### TASK INSTRUCTIONS
What is needed is a faithful copy of all the records.

### Natural-language object grounding data
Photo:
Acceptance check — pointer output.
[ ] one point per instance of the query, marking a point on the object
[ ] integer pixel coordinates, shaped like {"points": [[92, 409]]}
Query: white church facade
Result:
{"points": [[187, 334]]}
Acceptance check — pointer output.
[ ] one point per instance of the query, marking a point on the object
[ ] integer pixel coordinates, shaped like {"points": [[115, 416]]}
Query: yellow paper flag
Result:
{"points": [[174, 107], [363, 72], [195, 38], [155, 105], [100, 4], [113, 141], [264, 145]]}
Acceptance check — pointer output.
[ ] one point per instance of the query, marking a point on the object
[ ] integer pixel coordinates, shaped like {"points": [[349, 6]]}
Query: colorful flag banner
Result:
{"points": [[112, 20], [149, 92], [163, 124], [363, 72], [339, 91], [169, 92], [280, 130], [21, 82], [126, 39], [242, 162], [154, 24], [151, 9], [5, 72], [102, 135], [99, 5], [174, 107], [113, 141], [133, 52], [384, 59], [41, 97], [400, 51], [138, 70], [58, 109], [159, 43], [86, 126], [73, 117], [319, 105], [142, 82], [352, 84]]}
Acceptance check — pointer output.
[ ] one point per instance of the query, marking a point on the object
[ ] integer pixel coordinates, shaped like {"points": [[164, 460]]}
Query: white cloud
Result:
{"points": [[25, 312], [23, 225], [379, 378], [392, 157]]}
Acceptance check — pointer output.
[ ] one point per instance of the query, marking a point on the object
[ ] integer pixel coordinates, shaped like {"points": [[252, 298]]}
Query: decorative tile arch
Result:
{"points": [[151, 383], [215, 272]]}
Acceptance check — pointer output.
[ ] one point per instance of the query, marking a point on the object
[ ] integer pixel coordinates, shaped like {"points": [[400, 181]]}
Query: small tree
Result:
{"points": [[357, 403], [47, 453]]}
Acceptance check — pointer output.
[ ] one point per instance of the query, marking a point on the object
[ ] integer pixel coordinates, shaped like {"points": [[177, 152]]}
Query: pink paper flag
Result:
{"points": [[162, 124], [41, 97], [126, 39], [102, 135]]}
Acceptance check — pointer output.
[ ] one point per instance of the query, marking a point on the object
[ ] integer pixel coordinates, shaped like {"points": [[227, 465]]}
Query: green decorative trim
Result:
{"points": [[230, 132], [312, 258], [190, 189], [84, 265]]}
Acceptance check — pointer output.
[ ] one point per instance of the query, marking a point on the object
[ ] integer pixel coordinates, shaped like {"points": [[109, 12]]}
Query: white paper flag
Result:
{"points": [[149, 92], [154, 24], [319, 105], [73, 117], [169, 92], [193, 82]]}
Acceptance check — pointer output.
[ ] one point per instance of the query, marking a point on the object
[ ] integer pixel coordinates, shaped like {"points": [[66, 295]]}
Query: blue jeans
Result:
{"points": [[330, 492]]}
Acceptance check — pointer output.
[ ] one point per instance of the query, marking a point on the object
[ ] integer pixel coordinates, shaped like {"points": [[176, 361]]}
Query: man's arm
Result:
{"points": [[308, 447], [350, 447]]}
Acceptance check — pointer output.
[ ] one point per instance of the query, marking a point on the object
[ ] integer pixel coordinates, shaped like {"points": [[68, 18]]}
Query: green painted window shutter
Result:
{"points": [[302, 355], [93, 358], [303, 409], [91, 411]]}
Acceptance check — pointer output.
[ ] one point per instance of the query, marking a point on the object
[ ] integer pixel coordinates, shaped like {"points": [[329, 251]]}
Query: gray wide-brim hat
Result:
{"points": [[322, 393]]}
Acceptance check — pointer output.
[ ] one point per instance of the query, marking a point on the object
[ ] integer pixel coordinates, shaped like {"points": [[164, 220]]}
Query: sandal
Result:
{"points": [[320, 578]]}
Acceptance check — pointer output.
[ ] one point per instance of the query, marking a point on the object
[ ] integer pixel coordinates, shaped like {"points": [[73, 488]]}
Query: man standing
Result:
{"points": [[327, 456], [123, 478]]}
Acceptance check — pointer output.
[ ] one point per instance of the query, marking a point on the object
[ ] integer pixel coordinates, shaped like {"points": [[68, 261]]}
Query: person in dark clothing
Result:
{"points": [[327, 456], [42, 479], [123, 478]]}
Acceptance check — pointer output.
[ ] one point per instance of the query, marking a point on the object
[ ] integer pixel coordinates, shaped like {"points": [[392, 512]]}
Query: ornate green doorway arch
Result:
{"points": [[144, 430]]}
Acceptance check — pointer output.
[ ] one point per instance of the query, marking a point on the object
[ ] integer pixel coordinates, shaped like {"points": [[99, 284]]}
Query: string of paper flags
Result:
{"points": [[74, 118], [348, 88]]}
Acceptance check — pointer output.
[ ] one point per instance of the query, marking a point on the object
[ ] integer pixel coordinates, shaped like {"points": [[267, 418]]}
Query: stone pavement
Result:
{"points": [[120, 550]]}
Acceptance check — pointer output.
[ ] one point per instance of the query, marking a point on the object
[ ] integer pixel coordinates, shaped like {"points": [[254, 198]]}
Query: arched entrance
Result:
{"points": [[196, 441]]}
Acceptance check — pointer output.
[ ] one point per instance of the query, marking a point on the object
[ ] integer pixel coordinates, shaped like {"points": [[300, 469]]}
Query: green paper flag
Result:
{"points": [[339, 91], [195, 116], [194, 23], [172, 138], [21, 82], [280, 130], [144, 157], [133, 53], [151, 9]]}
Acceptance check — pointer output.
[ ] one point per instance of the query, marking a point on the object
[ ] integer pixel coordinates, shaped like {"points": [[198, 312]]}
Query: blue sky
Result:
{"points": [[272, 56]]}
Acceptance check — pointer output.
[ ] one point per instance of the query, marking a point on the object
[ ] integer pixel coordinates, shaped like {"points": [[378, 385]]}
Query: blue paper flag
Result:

### REPLY TO THE EXERCISE
Photo:
Acceptance check — pointer output.
[ ] one point per instance of the query, marking a point on the object
[ ] integer pixel coordinates, shaped like {"points": [[92, 409]]}
Query: white church facade
Result:
{"points": [[187, 334]]}
Acceptance check — pointer output.
[ ] one point per instance of the query, marking a point on the object
[ ] integer pixel coordinates, shaped like {"points": [[115, 416]]}
Query: yellow paper flag
Result:
{"points": [[174, 107], [363, 72], [195, 38], [155, 105], [100, 4], [113, 141], [264, 145]]}
Acceptance check — pointer output.
[ ] one point per instance of the query, marking a point on the object
[ ] integer pixel coordinates, shaped like {"points": [[349, 6]]}
Query: colorful flag banner
Result:
{"points": [[112, 20], [149, 92], [163, 124], [363, 72], [339, 91], [169, 92], [280, 130], [21, 82], [126, 39], [242, 162], [154, 24], [151, 9], [5, 72], [102, 135], [99, 5], [174, 107], [113, 141], [133, 52], [384, 59], [41, 97], [400, 51], [138, 70], [58, 109], [159, 43], [86, 126], [73, 117], [319, 105], [142, 82], [352, 84]]}
Acceptance check — pointer output.
[ ] one point per instance of the query, marking a point on the object
[ ] integer pixel coordinates, shaped like {"points": [[164, 460]]}
Query: white cloud
Result:
{"points": [[25, 312], [23, 225], [379, 378], [392, 157]]}
Acceptance check — pointer output.
[ ] one point per instance of the query, marking a point on the object
[ ] integer pixel coordinates, shaped like {"points": [[252, 298]]}
Query: decorative tile arch
Result:
{"points": [[151, 383], [215, 272]]}
Acceptance check — pointer output.
[ ] one point per instance of the query, marking a point on the object
[ ] integer pixel coordinates, shaped like {"points": [[400, 181]]}
Query: small tree
Result:
{"points": [[357, 403], [47, 453]]}
Acceptance check — pointer output.
[ ] one point per instance of the query, marking a point on the object
[ ] integer pixel coordinates, shaped like {"points": [[177, 152]]}
Query: pink paper flag
Result:
{"points": [[162, 124], [41, 97], [126, 39], [102, 135]]}
Acceptance check — pointer output.
[ ] one point per instance of the query, marking a point on the object
[ ] integer pixel coordinates, shaped like {"points": [[227, 465]]}
Query: green decorative trim
Result:
{"points": [[230, 132], [312, 258], [190, 189], [84, 265]]}
Acceptance check — pointer output.
[ ] one point per instance of the query, marking a point on the object
[ ] integer pixel coordinates, shaped like {"points": [[109, 12]]}
Query: white paper flag
Result:
{"points": [[149, 92], [154, 24], [319, 105], [73, 117], [169, 92], [193, 82]]}
Acceptance check — pointer output.
[ ] one point per instance of the query, marking a point on the object
[ ] integer pixel coordinates, shaped like {"points": [[66, 295]]}
Query: blue jeans
Result:
{"points": [[330, 492]]}
Acceptance check — pointer output.
[ ] one point per instance of the query, marking a point on the object
[ ] integer pixel coordinates, shaped like {"points": [[176, 361]]}
Query: man's arm
Result:
{"points": [[308, 447], [350, 447]]}
Acceptance check — pointer output.
[ ] one point per instance of the query, marking a point on the object
[ ] integer pixel coordinates, shaped like {"points": [[68, 18]]}
Query: green painted window shutter
Result:
{"points": [[302, 355], [93, 358], [303, 409], [91, 411]]}
Acceptance check — pointer output.
[ ] one point per instance of the query, marking a point on the object
[ ] integer pixel coordinates, shaped like {"points": [[329, 251]]}
Query: gray wide-brim hat
Result:
{"points": [[322, 393]]}
Acceptance check — pointer output.
[ ] one point per instance of the query, marking a point on the object
[ ] integer pixel coordinates, shaped like {"points": [[164, 220]]}
Query: sandal
Result:
{"points": [[320, 578]]}
Acceptance check — pointer output.
[ ] one point per instance of the query, marking a point on the object
[ ] integer pixel coordinates, shaped like {"points": [[73, 488]]}
Query: man standing
Result:
{"points": [[327, 456], [123, 478]]}
Acceptance check — pointer output.
[ ] one point per instance of the query, marking a point on the object
[ ] integer pixel coordinates, shaped like {"points": [[68, 261]]}
Query: person in dark clothing
Result:
{"points": [[327, 456], [42, 479], [123, 478]]}
Acceptance check — pointer output.
[ ] one point per instance of the query, marking a point on the object
[ ] integer pixel coordinates, shaped like {"points": [[392, 512]]}
Query: ornate green doorway arch
Result:
{"points": [[144, 430]]}
Acceptance check — pointer output.
[ ] one point per instance of the query, marking a point on the object
[ ] integer pixel coordinates, shaped like {"points": [[99, 284]]}
Query: string of paper flags
Result:
{"points": [[74, 118], [348, 88]]}
Acceptance check — pointer output.
[ ] one point per instance of the query, marking a point on the object
[ ] integer pixel coordinates, shaped like {"points": [[267, 418]]}
Query: stone pavement
Result:
{"points": [[120, 550]]}
Acceptance check — pointer output.
[ ] one point per instance of the query, marking a point on the object
[ ] integer pixel coordinates, shaped like {"points": [[254, 198]]}
Query: arched entrance
Result:
{"points": [[196, 441]]}
Acceptance check — pointer output.
[ ] one point per instance of the query, marking a point on the object
[ ] integer pixel coordinates, shaped like {"points": [[300, 469]]}
Query: green paper flag
Result:
{"points": [[339, 91], [195, 116], [194, 23], [172, 138], [21, 82], [280, 130], [144, 157], [133, 53], [151, 9]]}
Acceptance check — pointer output.
[ ] one point per instance of the query, marking a point on the object
[ ] integer pixel coordinates, shaped like {"points": [[198, 312]]}
Query: blue sky
Result:
{"points": [[272, 56]]}
Acceptance check — pointer output.
[ ] one point per instance of the query, marking a point on the object
[ ] integer pixel coordinates, shaped like {"points": [[378, 385]]}
Query: blue paper flag
Result:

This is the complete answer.